- **Document text**:
=====

Treasury Secretary Urges CLARITY Act Passage, Saying The US Should Be Home For Crypto

On Thursday, Treasury Secretary Scott Bessent urged Congress to pass the CLARITY Act, a bill that would provide the crypto industry with a regulatory framework and the long-awaited clarity it needs regarding the classification of digital assets. 

Bessent Presses Lawmakers To Pass The CLARITY Act 

In remarks at the White House, Bessent emphasized that the goal of the CLARITY Act should be to bring digital assets into the US rather than letting activity remain largely offshore. He said: 

The most important thing we can do is to make digital assets come into the United States. Make the US the home. I would encourage the House and the Senate to get Clarity done.

Bessent’s comments also targeted what he called the “wild, wild west” environment for digital assets outside the US. He argued that much of the confusion and controversy surrounding crypto stems from a lack of clear rules when the activity is happening offshore. 

“When you look at digital assets, all the nonsense that happens, all the things you read about, that’s because it’s the wild, wild west offshore. So we got to bring it onshore,” he said, before urging lawmakers again to “get CLARITY Act done.”

=====

- **Information shown**:

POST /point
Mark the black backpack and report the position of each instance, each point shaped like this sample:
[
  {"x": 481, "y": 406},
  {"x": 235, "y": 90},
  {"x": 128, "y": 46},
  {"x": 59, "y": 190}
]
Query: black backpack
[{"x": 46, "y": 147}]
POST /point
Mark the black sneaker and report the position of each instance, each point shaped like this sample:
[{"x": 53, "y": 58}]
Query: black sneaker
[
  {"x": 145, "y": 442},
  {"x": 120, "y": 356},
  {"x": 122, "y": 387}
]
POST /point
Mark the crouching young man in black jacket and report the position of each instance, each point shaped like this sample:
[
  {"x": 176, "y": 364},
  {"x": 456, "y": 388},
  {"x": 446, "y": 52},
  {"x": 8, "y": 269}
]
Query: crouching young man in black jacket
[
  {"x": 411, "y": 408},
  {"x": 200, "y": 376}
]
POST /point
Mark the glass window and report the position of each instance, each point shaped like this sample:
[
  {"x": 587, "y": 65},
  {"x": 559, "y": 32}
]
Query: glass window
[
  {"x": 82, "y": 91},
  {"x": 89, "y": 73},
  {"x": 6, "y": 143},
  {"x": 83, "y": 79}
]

=====

- **Required task**: According to the article on the CLARITY Act, where did Treasury Secretary Scott Bessent make his remarks urging Congress to pass the bill? The material that accompanies this article is separate from it and stands on its own.

- **Expected answer**: At the White House.